===== RECORDED INFORMATION =====

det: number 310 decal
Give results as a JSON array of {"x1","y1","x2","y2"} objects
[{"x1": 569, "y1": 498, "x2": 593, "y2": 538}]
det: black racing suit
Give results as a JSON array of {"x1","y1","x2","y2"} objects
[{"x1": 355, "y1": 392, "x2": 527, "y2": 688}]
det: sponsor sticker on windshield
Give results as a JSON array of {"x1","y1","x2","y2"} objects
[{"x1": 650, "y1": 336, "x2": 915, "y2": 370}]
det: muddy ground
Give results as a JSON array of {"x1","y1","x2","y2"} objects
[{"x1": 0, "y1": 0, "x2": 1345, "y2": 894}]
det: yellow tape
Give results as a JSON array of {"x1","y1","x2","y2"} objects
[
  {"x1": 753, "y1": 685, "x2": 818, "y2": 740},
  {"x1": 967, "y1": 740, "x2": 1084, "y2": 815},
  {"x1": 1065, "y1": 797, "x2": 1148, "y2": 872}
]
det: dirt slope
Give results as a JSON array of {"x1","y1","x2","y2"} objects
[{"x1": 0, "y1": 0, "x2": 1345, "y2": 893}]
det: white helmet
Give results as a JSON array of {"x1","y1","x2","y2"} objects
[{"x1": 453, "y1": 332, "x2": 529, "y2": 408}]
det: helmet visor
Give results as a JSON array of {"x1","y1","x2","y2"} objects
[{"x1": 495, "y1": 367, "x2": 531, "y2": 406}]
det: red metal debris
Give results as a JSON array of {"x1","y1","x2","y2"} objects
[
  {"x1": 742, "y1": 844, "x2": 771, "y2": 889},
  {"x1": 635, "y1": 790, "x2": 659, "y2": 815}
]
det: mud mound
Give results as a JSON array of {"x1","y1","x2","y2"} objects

=====

*THE PROBLEM*:
Print every one of these items again, identical to the original, line for line.

*FULL ANSWER*:
det: number 310 decal
Give results as a JSON array of {"x1","y1","x2","y2"} objects
[{"x1": 569, "y1": 498, "x2": 593, "y2": 538}]
det: black racing suit
Give results as a JSON array of {"x1","y1","x2","y2"} objects
[{"x1": 355, "y1": 392, "x2": 527, "y2": 688}]
det: sponsor sticker on windshield
Give results as a JSON array of {"x1","y1","x2","y2"} objects
[{"x1": 650, "y1": 336, "x2": 915, "y2": 370}]
det: muddy ground
Give results as a JSON array of {"x1","y1","x2","y2"} objects
[{"x1": 0, "y1": 0, "x2": 1345, "y2": 894}]
det: yellow tape
Give results as a JSON array of {"x1","y1","x2","y2"} objects
[
  {"x1": 753, "y1": 685, "x2": 818, "y2": 740},
  {"x1": 967, "y1": 740, "x2": 1084, "y2": 815},
  {"x1": 1065, "y1": 797, "x2": 1148, "y2": 872}
]
det: dirt slope
Give results as a JSON array of {"x1","y1","x2","y2"} objects
[{"x1": 0, "y1": 0, "x2": 1345, "y2": 893}]
det: white helmet
Give results as a JSON array of {"x1","y1","x2","y2"} objects
[{"x1": 453, "y1": 332, "x2": 529, "y2": 408}]
det: helmet visor
Give results as a JSON array of {"x1","y1","x2","y2"} objects
[{"x1": 495, "y1": 367, "x2": 531, "y2": 406}]
det: red metal debris
Give results as a JSON array of {"x1","y1","x2","y2"} objects
[
  {"x1": 742, "y1": 844, "x2": 771, "y2": 889},
  {"x1": 635, "y1": 790, "x2": 659, "y2": 815}
]
det: mud mound
Give results as a JSON array of {"x1","y1","x2","y2"} objects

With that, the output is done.